Salinger, the legendary author of the 1951 Great American Novel ‘Catcher In the Rye’, died on Thursday at his enclosed home in Cornish, N.H. He was 91. Although he eagerly sought recognition in his college and early writing years, Salinger shied away from the fame that came with ‘Catcher’. The novel was immediately recognized as a classic and has sold over 65million copies hence and an additional quarter million in the U.S. market alone (sales should spike with his death). Like his immortal character Holden Caulfield, Salinger was bothered by what he saw as phonies all around him and felt unmade for the world. Like Holden, Salinger was also very ambiguous. After 1965, he never published again and eventually built 6-1/2foot fence around his estate to keep people away. He spent the rest of his life enclosed at home making news whenever he legally stopped someone from writing unauthorized biographies and sequels to ‘Catcher’ along with rejecting Hollywood offers to adopt ‘Catcher’. But he never stopped writing. As he told The New York Times in the ’70s: “There is a marvelous peace in not publishing. Publishing is a terrible invasion of my privacy. I like to write. I love to write. But I write just for myself and my own pleasure.”

There is a rumor that Salinger had written an unpublished sequel to ‘Catcher’ which will only be released upon his death and that this is just one of numerous books and other writings vaulted away. Will his death bring them finally to the public? And, if so, do we really want to read them?:

Is there literary gold in J.D. Salinger’s safe?

Maybe, maybe not.

The famously reclusive author of “The Catcher in the Rye,” who died Wednesday at 91, was said to stack unpublished manuscripts in the safe of his home in Cornish, N.H.

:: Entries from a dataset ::

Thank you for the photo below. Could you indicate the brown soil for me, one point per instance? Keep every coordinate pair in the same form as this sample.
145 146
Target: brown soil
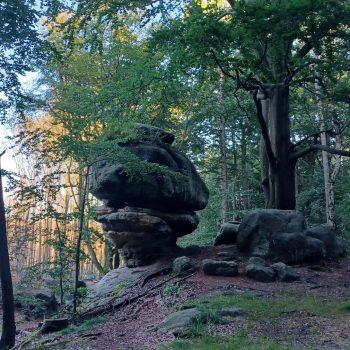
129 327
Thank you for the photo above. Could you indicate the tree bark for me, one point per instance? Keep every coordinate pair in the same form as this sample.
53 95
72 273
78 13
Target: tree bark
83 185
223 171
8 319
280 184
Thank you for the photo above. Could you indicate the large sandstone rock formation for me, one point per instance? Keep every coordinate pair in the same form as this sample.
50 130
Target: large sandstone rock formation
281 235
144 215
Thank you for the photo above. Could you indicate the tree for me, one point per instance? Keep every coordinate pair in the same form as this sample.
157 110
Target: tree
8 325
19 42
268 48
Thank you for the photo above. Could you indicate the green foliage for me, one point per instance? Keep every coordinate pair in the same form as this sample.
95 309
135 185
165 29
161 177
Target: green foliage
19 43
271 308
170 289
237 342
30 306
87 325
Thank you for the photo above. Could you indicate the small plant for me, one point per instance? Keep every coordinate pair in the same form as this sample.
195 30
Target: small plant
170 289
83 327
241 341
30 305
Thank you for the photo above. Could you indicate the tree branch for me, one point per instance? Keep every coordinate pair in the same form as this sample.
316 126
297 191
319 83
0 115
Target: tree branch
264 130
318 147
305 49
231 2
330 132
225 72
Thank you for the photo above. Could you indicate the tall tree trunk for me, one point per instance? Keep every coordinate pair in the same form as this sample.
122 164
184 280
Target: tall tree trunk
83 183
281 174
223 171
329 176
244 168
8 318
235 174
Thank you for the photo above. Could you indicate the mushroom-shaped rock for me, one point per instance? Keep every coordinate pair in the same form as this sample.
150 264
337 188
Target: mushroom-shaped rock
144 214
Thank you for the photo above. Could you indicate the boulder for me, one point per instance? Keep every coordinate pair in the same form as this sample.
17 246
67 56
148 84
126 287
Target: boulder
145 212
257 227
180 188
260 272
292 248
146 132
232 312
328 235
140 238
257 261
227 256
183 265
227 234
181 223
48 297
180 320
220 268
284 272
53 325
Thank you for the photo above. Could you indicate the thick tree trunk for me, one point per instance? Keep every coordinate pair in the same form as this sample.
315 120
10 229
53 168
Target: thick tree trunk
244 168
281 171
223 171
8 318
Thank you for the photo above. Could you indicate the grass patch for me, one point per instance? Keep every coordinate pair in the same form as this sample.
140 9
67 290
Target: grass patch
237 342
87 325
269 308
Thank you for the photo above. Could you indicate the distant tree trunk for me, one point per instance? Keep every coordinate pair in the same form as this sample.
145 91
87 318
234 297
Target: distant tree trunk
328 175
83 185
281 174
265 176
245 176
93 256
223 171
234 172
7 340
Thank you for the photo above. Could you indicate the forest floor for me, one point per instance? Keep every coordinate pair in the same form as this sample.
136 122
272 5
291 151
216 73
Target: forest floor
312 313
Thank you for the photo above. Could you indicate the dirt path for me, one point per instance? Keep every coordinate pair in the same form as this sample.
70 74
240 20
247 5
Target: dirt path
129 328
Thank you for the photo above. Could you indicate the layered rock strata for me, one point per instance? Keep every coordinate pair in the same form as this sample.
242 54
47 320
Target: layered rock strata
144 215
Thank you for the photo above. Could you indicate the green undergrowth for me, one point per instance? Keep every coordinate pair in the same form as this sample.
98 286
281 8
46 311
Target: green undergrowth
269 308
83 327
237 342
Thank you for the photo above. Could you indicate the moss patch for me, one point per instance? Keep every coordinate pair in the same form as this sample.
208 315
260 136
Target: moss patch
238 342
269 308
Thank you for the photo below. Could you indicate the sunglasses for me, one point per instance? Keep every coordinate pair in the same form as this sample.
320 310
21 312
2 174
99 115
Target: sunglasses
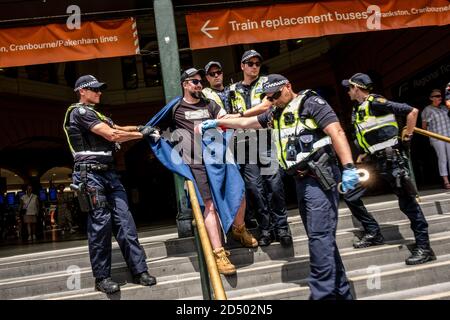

:: YOUR TASKS ::
(a) According to the Salinger article, after what year did Salinger never publish again?
(b) Rewrite the Salinger article from "There is a rumor" to "J.D. Salinger’s safe?", using "report" in place of "rumor".
(c) Pick up the Salinger article where it stops and write what comes next.

:: RESPONSES BY TASK ::
(a) 1965

(b)
There is a report that Salinger had written an unpublished sequel to ‘Catcher’ which will only be released upon his death and that this is just one of numerous books and other writings vaulted away. Will his death bring them finally to the public? And, if so, do we really want to read them?:

Is there literary gold in J.D. Salinger’s safe?

(c)
But Salinger’s camp won’t say if that’s true, according to the Associated Press, which checked with key folks connected to the author.

His literary representative, Phyllis Westberg of Harold Ober Associates, Inc., refused comment, according to the AP.

Marcia B. Paul, a lawyer who represented Salinger’s interests in a recent suit, wouldn’t take the AP’s call.

His publisher, Little Brown & Co., said a new Salinger book isn’t in the works.

His son, Michael, referred questions to Westberg.

But a neighbor of Salinger’s, who retreated to Cornish not long after the 1951 publication of “Catcher,” said in 1999 the author told him years before that he had locked at least 15 manuscripts in the safe.

Joyce Maynard, who lived with Salinger in 1972, wrote in a memoir that Salinger used to write daily and had finished at least two novels. The next question beyond whether the manuscripts exist is are they any good?

Famed author Jay McInerney didn’t like Salinger’s last published story, “Hapworth 16, 1924,” which appeared in The New Yorker in 1965.

And that makes him wary of what’s in the safe, he told the Associated Press.

“I think there’s probably a lot in there, but I’m not sure if it’s necessarily what we hope it is,” McInerney told the AP.

“‘Hapworth’ was not a traditional or terribly satisfying work of fiction . . . I have a feeling that his later work is in that vein,” he said.

The famed writing guru, Gordon Lish, who wrote an anonymous story in the 70s that some readers were convinced was by Salinger, said he was “certain” that the safe held good work.

Curtis Sittenfeld, whose novel “Prep” brought comparisons to Salinger, said she just wanted to know either way.

“I can’t wait to find out,” she told the Associated Press. “In our age of shameless self-promotion, it’s extraordinary, and kind of great, to think of someone really and truly writing for writing’s sake.”

Which is pretty much what Salinger told The New York Times in 1974 he was doing.

“There is a marvelous peace in not publishing,” he said told the Times. “Publishing is a terrible invasion of my privacy. I like to write. I love to write. But I write just for myself and my own pleasure.”

So whether the works survived is still a secret. One that may or may not be kept safe

I think his family should take the utmost precaution when deciding to release any of his writings. They should judge the value of it and base the decision on one criteria: how will it affect the Salinger legacy. If the effect will undermine his image of genuine intelligence – as some suspect – then they should keep them vaulted. If they give new meaning to the Salinger of ‘Catcher’ then it is time to share them with the world.

I, of course, hope for the latter.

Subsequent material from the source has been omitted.